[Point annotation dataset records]

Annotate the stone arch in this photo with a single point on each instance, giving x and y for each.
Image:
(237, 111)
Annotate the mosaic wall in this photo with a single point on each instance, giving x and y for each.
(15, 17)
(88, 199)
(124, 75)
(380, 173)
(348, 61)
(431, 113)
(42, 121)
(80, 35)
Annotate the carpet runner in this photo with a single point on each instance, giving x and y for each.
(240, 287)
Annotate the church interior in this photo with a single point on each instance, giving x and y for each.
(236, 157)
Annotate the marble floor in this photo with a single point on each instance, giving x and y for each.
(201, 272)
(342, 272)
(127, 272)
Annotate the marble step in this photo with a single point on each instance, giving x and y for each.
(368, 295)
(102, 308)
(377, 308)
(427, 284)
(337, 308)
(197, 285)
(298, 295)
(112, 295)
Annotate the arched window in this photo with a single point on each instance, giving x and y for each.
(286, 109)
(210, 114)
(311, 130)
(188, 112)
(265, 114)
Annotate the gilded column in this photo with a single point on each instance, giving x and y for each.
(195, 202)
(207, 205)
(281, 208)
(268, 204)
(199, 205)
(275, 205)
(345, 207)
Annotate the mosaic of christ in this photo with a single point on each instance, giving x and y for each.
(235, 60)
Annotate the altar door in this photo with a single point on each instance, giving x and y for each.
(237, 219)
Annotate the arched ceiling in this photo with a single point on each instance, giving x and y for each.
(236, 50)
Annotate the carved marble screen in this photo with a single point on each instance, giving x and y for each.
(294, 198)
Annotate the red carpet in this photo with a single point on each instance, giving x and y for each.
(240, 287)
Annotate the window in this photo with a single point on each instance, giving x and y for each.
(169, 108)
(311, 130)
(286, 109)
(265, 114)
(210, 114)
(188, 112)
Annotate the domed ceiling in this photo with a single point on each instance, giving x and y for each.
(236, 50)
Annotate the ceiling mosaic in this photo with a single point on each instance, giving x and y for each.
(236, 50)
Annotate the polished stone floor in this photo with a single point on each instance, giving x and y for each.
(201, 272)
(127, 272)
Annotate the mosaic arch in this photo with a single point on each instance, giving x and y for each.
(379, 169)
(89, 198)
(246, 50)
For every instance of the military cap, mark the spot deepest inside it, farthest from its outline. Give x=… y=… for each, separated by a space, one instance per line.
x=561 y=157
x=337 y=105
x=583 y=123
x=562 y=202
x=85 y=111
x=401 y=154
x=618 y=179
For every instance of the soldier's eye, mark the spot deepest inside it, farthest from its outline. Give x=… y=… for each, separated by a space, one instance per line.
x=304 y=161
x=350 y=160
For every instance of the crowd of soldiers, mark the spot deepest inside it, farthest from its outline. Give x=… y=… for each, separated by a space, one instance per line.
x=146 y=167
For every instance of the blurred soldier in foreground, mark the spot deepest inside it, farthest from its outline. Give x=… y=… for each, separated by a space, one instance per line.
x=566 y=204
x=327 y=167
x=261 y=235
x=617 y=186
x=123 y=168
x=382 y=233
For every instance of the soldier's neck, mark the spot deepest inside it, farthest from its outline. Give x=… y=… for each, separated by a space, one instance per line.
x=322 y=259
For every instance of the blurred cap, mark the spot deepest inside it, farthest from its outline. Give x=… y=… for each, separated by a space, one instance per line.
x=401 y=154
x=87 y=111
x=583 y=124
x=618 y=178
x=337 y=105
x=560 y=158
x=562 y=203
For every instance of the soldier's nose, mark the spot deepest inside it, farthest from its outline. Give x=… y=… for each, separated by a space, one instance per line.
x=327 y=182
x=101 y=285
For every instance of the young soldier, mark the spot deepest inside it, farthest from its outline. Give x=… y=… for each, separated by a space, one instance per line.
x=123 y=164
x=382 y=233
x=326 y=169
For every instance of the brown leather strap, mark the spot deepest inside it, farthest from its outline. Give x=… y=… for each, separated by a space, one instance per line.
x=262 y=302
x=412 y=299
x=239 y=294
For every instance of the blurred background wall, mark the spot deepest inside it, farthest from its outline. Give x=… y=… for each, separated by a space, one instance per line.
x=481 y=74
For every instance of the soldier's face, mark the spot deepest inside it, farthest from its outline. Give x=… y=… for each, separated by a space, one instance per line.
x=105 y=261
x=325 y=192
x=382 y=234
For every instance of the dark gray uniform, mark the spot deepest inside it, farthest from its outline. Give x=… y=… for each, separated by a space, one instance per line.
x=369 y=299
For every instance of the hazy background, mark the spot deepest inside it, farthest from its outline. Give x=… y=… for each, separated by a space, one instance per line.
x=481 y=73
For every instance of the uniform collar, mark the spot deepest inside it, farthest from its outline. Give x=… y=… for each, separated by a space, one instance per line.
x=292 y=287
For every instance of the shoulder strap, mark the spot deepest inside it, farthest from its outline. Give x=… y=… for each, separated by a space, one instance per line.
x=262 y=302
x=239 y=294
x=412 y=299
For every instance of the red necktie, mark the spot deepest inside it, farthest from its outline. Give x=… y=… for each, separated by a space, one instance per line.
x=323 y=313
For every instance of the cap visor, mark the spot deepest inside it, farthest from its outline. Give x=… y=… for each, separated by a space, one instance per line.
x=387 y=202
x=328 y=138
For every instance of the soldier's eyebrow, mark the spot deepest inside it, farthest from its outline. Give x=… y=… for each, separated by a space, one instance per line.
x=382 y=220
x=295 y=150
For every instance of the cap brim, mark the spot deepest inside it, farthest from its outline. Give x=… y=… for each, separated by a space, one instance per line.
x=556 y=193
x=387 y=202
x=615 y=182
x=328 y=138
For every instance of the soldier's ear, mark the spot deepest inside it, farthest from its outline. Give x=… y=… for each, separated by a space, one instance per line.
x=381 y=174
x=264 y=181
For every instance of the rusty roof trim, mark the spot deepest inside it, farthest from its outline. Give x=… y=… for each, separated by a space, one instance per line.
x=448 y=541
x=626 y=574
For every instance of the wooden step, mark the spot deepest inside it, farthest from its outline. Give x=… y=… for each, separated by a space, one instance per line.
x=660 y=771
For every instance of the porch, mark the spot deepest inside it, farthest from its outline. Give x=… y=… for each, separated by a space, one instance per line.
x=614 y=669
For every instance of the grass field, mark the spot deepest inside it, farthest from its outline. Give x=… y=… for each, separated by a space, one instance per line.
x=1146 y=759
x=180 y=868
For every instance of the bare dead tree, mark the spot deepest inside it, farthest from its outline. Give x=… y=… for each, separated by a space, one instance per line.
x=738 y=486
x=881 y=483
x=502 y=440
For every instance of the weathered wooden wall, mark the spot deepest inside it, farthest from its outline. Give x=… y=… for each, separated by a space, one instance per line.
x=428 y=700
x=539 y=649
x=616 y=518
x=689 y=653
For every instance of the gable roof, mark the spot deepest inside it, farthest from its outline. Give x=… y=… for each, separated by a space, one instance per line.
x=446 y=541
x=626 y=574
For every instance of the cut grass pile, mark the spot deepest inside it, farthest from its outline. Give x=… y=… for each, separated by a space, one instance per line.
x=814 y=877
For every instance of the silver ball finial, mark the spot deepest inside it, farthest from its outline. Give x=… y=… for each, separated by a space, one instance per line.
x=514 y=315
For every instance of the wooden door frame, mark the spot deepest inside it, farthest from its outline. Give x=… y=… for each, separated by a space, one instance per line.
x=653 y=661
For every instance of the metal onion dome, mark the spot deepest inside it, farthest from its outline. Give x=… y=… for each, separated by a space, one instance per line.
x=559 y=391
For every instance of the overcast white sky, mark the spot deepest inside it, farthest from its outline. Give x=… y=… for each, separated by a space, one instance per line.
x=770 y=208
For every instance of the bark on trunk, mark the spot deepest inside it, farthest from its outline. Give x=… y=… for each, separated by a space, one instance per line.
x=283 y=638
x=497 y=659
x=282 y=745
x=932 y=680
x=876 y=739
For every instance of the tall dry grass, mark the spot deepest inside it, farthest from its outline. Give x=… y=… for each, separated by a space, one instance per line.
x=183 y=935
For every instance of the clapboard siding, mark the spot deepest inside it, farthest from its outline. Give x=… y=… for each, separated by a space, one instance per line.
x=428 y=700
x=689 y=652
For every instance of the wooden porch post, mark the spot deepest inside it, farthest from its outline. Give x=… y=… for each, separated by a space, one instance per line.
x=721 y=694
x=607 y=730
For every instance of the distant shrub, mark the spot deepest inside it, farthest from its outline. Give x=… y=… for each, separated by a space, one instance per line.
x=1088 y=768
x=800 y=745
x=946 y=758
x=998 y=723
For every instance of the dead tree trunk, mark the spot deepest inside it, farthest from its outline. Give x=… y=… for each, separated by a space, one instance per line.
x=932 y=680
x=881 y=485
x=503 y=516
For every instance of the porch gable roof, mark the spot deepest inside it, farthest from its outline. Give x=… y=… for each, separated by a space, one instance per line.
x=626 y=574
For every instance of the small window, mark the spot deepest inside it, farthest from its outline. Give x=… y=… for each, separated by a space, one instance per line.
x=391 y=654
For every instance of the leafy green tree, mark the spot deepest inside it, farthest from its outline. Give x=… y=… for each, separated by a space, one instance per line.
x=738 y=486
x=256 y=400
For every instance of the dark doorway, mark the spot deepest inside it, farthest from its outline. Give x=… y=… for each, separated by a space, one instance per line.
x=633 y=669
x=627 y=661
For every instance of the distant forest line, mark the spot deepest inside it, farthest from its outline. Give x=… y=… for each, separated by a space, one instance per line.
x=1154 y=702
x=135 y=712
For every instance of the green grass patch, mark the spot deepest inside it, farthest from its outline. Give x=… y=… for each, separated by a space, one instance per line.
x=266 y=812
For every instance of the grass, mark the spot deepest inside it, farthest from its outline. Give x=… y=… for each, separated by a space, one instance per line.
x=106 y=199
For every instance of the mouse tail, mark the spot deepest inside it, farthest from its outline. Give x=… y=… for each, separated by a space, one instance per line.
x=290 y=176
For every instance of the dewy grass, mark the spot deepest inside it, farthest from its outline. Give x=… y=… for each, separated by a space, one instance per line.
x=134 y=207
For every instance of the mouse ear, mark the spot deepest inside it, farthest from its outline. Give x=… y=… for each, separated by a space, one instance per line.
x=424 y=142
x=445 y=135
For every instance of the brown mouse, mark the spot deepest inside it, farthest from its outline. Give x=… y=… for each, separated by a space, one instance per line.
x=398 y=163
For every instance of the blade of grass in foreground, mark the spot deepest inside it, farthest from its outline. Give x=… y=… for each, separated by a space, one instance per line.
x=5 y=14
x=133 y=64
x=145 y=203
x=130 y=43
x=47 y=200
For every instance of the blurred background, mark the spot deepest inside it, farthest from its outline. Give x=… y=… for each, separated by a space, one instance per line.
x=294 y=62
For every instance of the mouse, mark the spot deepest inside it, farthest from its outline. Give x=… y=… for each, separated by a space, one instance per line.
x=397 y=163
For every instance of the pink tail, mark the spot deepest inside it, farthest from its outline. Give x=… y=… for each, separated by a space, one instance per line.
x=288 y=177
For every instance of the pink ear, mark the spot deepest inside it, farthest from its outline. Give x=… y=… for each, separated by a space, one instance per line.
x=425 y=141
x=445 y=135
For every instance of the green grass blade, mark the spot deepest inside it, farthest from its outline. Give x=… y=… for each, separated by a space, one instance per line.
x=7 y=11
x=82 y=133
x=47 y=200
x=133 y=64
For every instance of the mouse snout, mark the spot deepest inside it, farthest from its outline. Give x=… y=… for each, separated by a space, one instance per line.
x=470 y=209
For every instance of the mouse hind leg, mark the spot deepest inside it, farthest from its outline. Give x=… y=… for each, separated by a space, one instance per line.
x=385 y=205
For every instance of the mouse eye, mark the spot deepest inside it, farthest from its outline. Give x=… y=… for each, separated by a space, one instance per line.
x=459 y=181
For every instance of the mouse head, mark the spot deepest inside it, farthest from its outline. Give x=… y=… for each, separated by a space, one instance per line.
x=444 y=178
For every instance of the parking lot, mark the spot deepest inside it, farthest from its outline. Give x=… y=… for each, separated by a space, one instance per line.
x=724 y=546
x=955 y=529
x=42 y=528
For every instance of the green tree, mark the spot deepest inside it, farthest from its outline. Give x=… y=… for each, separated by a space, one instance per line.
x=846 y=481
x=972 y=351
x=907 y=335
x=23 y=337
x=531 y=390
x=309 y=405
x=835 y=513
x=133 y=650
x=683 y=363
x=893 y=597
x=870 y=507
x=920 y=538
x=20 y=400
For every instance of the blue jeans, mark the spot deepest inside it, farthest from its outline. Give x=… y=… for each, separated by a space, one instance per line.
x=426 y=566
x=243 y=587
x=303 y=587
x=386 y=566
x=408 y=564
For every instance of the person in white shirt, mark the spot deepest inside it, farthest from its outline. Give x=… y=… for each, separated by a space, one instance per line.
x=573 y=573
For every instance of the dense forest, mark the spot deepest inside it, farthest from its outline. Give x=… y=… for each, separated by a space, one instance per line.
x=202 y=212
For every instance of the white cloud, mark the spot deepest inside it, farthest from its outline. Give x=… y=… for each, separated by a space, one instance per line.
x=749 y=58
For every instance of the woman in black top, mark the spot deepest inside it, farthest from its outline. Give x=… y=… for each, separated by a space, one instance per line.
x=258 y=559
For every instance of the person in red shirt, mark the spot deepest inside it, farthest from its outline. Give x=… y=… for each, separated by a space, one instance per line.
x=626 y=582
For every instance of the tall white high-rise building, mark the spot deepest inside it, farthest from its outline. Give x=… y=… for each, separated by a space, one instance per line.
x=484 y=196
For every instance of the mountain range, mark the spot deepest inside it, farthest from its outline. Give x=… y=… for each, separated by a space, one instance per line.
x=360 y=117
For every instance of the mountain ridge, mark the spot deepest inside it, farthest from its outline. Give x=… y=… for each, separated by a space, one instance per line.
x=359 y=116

### Aim
Take the records from the line containing "For every instance of the person in white" through the end, and rewrite those lines with "dense forest" changed to "thick forest", leaving everything else as it is.

### Solution
For every instance of the person in white shirt, mark the spot deepest inside it, farthest from its outline. Give x=… y=… for each, separated by a space, one instance per line.
x=573 y=573
For every instance of the thick forest, mark the spot deepest inside it, farthest from its outline. Give x=… y=… for each, separated by a space, one instance per line.
x=202 y=212
For every instance of the white cloud, mark the spot deepest inside it, farthest from its outline. Give x=… y=… for each, separated by a space, one instance per line.
x=749 y=58
For every instance of the woman in black top, mark the spot deepest inside it, farthest from its outline. Give x=… y=… for each, separated by a space, one instance per line.
x=258 y=559
For every instance of the person in red shirt, mark the spot deepest inside it, farthest from its outline. Give x=… y=… for each, separated by a space, one instance per line.
x=626 y=582
For every instance of the tall white high-rise building, mark the spot deepest inside it, farthest from its outline. Give x=… y=… for each, separated by a space, one instance per line.
x=484 y=196
For every instance of the mountain range, mark the spot deepest inside it, farthest from its outline. Give x=… y=… for each, separated by a space, one instance per line.
x=360 y=117
For every instance of the mountain ridge, mark the spot deepest inside it, farthest from its outline. Give x=… y=… for each, separated by a space, one instance per line.
x=359 y=116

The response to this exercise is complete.